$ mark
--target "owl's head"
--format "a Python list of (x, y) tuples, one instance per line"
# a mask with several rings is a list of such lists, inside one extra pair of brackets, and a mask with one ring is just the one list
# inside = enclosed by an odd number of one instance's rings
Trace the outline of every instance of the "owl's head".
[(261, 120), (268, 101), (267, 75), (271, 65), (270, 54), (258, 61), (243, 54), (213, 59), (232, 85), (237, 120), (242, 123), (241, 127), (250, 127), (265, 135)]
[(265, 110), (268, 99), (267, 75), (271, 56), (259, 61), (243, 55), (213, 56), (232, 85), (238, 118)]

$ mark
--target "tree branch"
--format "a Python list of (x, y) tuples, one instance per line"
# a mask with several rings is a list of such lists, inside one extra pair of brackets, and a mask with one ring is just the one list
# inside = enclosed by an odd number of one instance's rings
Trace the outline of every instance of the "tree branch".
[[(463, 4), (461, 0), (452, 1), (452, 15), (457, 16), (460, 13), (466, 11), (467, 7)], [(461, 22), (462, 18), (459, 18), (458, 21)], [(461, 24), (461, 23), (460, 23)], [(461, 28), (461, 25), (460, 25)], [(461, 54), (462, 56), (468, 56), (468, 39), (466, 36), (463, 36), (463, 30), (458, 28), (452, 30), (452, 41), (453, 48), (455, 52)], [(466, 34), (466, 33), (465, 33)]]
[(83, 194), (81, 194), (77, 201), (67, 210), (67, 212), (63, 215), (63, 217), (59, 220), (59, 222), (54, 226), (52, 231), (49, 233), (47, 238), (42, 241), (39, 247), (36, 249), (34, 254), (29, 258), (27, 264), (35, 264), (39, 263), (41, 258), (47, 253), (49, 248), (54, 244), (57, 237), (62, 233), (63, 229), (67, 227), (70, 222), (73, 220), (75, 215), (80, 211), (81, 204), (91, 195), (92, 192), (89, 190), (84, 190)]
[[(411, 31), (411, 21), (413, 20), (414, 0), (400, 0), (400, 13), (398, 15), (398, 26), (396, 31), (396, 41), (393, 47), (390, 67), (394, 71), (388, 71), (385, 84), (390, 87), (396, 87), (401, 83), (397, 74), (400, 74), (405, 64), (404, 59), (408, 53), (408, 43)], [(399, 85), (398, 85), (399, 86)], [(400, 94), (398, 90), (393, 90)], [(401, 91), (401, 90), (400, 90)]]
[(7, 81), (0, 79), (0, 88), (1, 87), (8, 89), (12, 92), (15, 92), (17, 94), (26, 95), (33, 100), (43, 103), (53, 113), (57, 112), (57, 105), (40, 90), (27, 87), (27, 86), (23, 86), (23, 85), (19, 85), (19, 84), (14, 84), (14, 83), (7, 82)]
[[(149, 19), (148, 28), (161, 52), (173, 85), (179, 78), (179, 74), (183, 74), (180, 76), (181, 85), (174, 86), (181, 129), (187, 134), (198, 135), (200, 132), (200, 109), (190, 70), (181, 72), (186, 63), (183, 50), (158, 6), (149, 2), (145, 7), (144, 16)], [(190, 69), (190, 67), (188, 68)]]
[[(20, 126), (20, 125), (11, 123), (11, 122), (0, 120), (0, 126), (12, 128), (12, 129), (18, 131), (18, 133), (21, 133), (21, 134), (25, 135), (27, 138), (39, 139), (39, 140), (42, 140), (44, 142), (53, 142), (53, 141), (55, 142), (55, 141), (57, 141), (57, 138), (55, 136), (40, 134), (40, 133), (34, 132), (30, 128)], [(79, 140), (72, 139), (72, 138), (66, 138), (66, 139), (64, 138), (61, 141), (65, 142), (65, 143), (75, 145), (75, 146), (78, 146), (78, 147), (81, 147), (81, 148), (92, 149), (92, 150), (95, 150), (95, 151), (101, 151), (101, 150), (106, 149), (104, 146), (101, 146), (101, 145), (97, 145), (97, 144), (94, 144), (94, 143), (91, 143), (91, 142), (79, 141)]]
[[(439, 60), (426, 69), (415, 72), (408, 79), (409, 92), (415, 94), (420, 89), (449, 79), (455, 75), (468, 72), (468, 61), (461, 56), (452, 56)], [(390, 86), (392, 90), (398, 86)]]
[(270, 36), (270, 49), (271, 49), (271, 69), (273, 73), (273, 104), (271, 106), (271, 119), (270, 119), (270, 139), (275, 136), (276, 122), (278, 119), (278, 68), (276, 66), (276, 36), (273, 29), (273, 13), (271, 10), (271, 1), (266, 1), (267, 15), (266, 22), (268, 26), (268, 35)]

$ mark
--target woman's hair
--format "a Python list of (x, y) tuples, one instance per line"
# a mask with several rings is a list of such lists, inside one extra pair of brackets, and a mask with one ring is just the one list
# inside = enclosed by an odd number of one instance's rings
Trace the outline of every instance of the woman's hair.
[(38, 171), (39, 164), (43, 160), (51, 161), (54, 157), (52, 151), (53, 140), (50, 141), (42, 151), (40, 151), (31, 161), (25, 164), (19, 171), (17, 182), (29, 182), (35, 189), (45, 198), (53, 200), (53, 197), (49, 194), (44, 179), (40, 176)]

┄┄┄┄┄┄┄┄┄┄┄┄┄┄┄┄┄┄┄┄

> **TASK TO CARRY OUT**
All of the material must be given again without any change.

> **ANSWER FOR THIS EXERCISE**
$ mark
--target "owl's head"
--format "a Python list of (x, y) tuples, one instance per line"
# a mask with several rings is a list of such lists, inside one extra pair of brackets, and a mask with one ring is just the one list
# inside = enclosed by an odd number of one instance's rings
Trace the outline of every instance of the "owl's head".
[(261, 120), (268, 101), (267, 75), (271, 65), (270, 54), (258, 61), (243, 54), (213, 59), (232, 85), (237, 120), (242, 123), (241, 127), (250, 127), (265, 135)]
[(265, 110), (268, 99), (267, 75), (271, 56), (259, 61), (243, 55), (213, 56), (232, 85), (238, 118)]

$ mark
--target "tree branch"
--format "a Python list of (x, y) tuples, one instance per line"
# a mask with several rings is a list of such lists, inside one extra pair of brackets, and a mask with one ring is just the one list
# inside = enclosed by an odd number of one instance's rings
Trace the outline of every instance of the "tree branch".
[[(463, 4), (461, 0), (452, 1), (452, 15), (457, 16), (460, 13), (466, 11), (467, 7)], [(461, 22), (462, 18), (459, 18), (458, 21)], [(461, 24), (461, 23), (460, 23)], [(461, 28), (461, 25), (460, 25)], [(461, 54), (462, 56), (468, 56), (468, 39), (466, 36), (463, 36), (463, 30), (458, 28), (452, 30), (452, 41), (453, 48), (455, 52)], [(466, 34), (466, 33), (465, 33)]]
[(83, 194), (81, 194), (77, 201), (67, 210), (67, 212), (63, 215), (63, 217), (59, 220), (59, 222), (54, 226), (52, 231), (49, 233), (47, 238), (42, 241), (39, 247), (36, 249), (34, 254), (29, 258), (27, 264), (35, 264), (39, 263), (41, 258), (47, 253), (49, 248), (54, 244), (57, 237), (62, 233), (63, 229), (67, 227), (70, 222), (73, 220), (75, 215), (80, 211), (81, 204), (91, 195), (92, 192), (89, 190), (84, 190)]
[[(411, 31), (411, 21), (413, 20), (414, 0), (400, 0), (400, 13), (398, 15), (398, 26), (396, 31), (396, 41), (393, 47), (390, 67), (394, 71), (388, 71), (385, 84), (390, 87), (396, 87), (401, 83), (397, 74), (400, 74), (405, 64), (404, 59), (408, 53), (408, 43)], [(399, 85), (398, 85), (399, 86)], [(400, 94), (398, 90), (393, 90)], [(401, 91), (401, 90), (400, 90)]]
[(7, 81), (0, 79), (0, 88), (1, 87), (8, 89), (12, 92), (15, 92), (17, 94), (26, 95), (33, 100), (43, 103), (53, 113), (57, 112), (57, 105), (40, 90), (27, 87), (27, 86), (23, 86), (23, 85), (19, 85), (19, 84), (14, 84), (14, 83), (7, 82)]
[[(149, 19), (148, 28), (161, 52), (173, 85), (179, 78), (179, 74), (183, 74), (180, 76), (181, 85), (174, 86), (181, 129), (187, 134), (198, 135), (200, 132), (200, 109), (190, 70), (181, 72), (186, 63), (183, 50), (158, 6), (149, 2), (145, 7), (144, 16)], [(190, 69), (190, 67), (188, 68)]]
[[(20, 126), (20, 125), (11, 123), (11, 122), (0, 120), (0, 126), (12, 128), (12, 129), (18, 131), (18, 133), (21, 133), (21, 134), (25, 135), (27, 138), (39, 139), (39, 140), (42, 140), (44, 142), (53, 142), (53, 141), (55, 142), (55, 141), (57, 141), (57, 138), (55, 136), (40, 134), (40, 133), (34, 132), (30, 128)], [(79, 140), (72, 139), (72, 138), (66, 138), (66, 139), (64, 138), (61, 141), (65, 142), (65, 143), (75, 145), (75, 146), (78, 146), (78, 147), (81, 147), (81, 148), (92, 149), (92, 150), (95, 150), (95, 151), (101, 151), (101, 150), (106, 149), (104, 146), (101, 146), (101, 145), (97, 145), (97, 144), (94, 144), (94, 143), (91, 143), (91, 142), (79, 141)]]
[[(439, 60), (426, 69), (415, 72), (408, 79), (409, 92), (415, 94), (420, 89), (449, 79), (455, 75), (468, 72), (468, 61), (461, 56), (452, 56)], [(390, 86), (392, 90), (398, 86)]]
[(270, 36), (270, 49), (271, 49), (271, 69), (273, 73), (273, 104), (271, 106), (271, 119), (270, 119), (270, 139), (275, 136), (276, 122), (278, 119), (278, 68), (276, 66), (276, 36), (273, 29), (273, 13), (271, 10), (271, 1), (266, 1), (267, 15), (266, 22), (268, 26), (268, 35)]

$ mark
--target woman's hair
--format "a Python list of (x, y) tuples, one instance per line"
# a mask with several rings is a list of such lists, inside one extra pair of brackets, and a mask with one ring is just the one list
# inside = enclosed by an odd number of one instance's rings
Trace the outline of every instance of the woman's hair.
[(38, 171), (39, 164), (43, 160), (51, 161), (54, 157), (52, 151), (53, 140), (50, 141), (42, 151), (40, 151), (31, 161), (25, 164), (19, 171), (17, 182), (29, 182), (35, 189), (45, 198), (53, 200), (53, 197), (49, 194), (44, 179), (40, 176)]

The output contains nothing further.